Top of Excerpt

In 1960 von Ribbentrop married Ilse-Marie Frein Munchhausen (1914 – 2010).When the Second World War broke out in September 1939, he joined the SS Infantry Regiment Deutschland in Munich.
In October he was transferred to occupied Czechoslovakia, where he served in the 11th Company of his field regiment. His Company fought in the invasion of France. Von Ribbentrop was wounded in action and was awarded the Iron Cross Second Class. He was promoted to the rank of Sturmmann.
After France, he was trained as an SS platoon leader in Braunschweig. He received a commission as Untersturmfuhrer, in command of a platoon in the 1st Company of the Reconnaissance Battalion ‘Nord.’ Ribbentrop distinguished himself in the Finnish campaign against the Soviet Union and was awarded the Finnish Freedom Cross Fourth Class.
He was wounded in Finland on September 2, 1941. After nearly six months in an SS hospital and some rest at home, he was assigned to the Panzerregiment of the 1st SS Division Leibstandarte SS Adolf Hitler. The regiment had only just been created.
In February 1943 Ribbentrop participated as a tank commander in the Third Battle of Kharkov.
Paul Haussler, the commander of the SS Panzer Corps, was ordered to attack the Soviet spearhead, which threatened to encircle them, from the north.SS Lieutenant Colonel Kurt Meyer attacked with his regiment at the weakest point of the Soviet encirclement, at Nowaja Vololaga.
The 2nd Platoon of the 6th Company of that Regiment, commanded by SS-Lieutenant Erckardt, was caught in a village. Erckardt was killed in the firefight, and Ribbentrop was ordered to assume command of the platoon. Ribbentrop received the news shortly before his tank’s antenna was shot off.
Ribbentrop immediately ordered a high-speed advance, which went relatively unnoticed by the Soviets. Only a few light tanks and anti-air guns were destroyed on the way. This audacious maneuver put Meyer 40 kilometers behind Soviet lines. Having raced through Kharkov and with little resistance, the tanks captured Alexeyevska on February 13. They held out against a fierce Soviet counter-attack.
In that engagement, Ribbentrop was shot through the lung by a sniper. Despite this he continued to rescue wounded soldiers and refused to be taken to a hospital, He was awarded the Iron Cross First Class for his courage. After recovering, he became commander of 7th Company and led it to the recapture of Kharkov on March 15, 1943. The encirclement was broken, and the Soviet advance was temporarily halted.
Ribbentrop then became a Regimental Adjutant. A few weeks later he trained Luftwaffe members of the Leibstandarte SS Adolf Hitler. He returned to the field on June 15 as commander of the 1st Platoon of the 6th Company. He saw action during the retreat from Kharkov in August 1943 and was wounded in the right and left shoulder. On July 20 he received the Knight’s Cross.
He was transferred to the 12th SS Panzer Division Hitlerjugend on August 1, 1943, and commanded junior officer training. In November he became commander of 3rd Company I./SS-PzRgt 12. He was wounded yet again on June 3, 1944, when a Spitfire attacked his car returning from a training exercise. But he was back in command only six days later.
Ribbentrop was awarded the German Cross in Gold and the Panzer Assault Badge during the defense of Normandy in June 1944. He was made Regimental Adjutant to SS-Panzer Regiment 12 and fought in Operation Wacht Am Rhein, the last major German offensive (better known by its Allied name, the Battle of the Bulge).
On December 20 he was wounded in defense of Germany and awarded the Wound Badge in Gold. He then commanded I./SS-PzRgt 12. He remained in this command until the German surrender on May 8, 1945. His division gave themselves to the American forces.
After the war, Ribbentrop became a wine merchant. His father was executed for crimes against humanity in 1946. In 2008 he wrote a biography of his father, Joachim von Ribbentrop: Mein Vater: Erlebnisse und Erinnerungen. A translation into English is expected. Rudolf Ribbentrop is still alive at the time of writing, at the age of 96.

Bottom of Excerpt
Top of Data

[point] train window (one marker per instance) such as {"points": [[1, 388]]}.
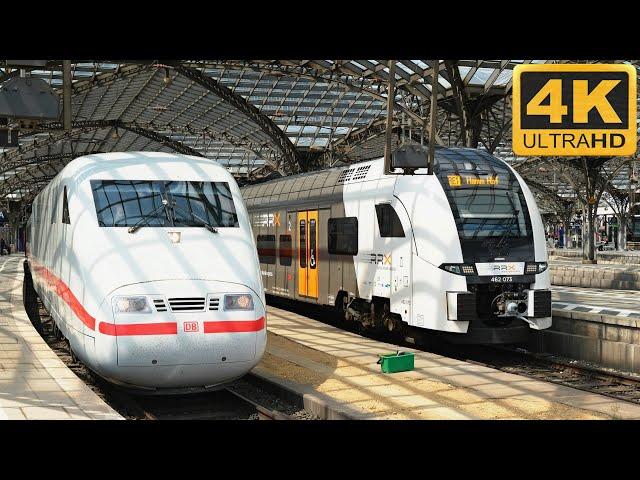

Bottom of Data

• _Work to complete_:
[1] Do these statements agree with the excerpt on Rudolf von Ribbentrop? Answer yes or no to each and quote the words that decide it. (a) He was decorated for his courage after a sniper shot him through the lung. (b) His division surrendered to British forces. (c) After the war he became a wine merchant.
[2] List every award or decoration that the excerpt on Rudolf von Ribbentrop says he received.
[3] Summarize the excerpt on Rudolf von Ribbentrop in three sentences.

• _Exercise responses_:
[1]
(a) Yes: "He was awarded the Iron Cross First Class for his courage."
(b) No: "His division gave themselves to the American forces."
(c) Yes: "After the war, Ribbentrop became a wine merchant."

[2]
- Iron Cross Second Class
- Finnish Freedom Cross Fourth Class
- Iron Cross First Class
- Knight's Cross
- German Cross in Gold
- Panzer Assault Badge
- Wound Badge in Gold

[3] When the Second World War broke out, Rudolf von Ribbentrop joined the SS Infantry Regiment Deutschland, and he went on to fight in France, in Finland, at Kharkov, in Normandy and in Operation Wacht Am Rhein. He was wounded several times and received decorations including the Iron Cross First Class, the Knight's Cross and the German Cross in Gold. After the war he became a wine merchant, and in 2008 he wrote a biography of his father, Joachim von Ribbentrop.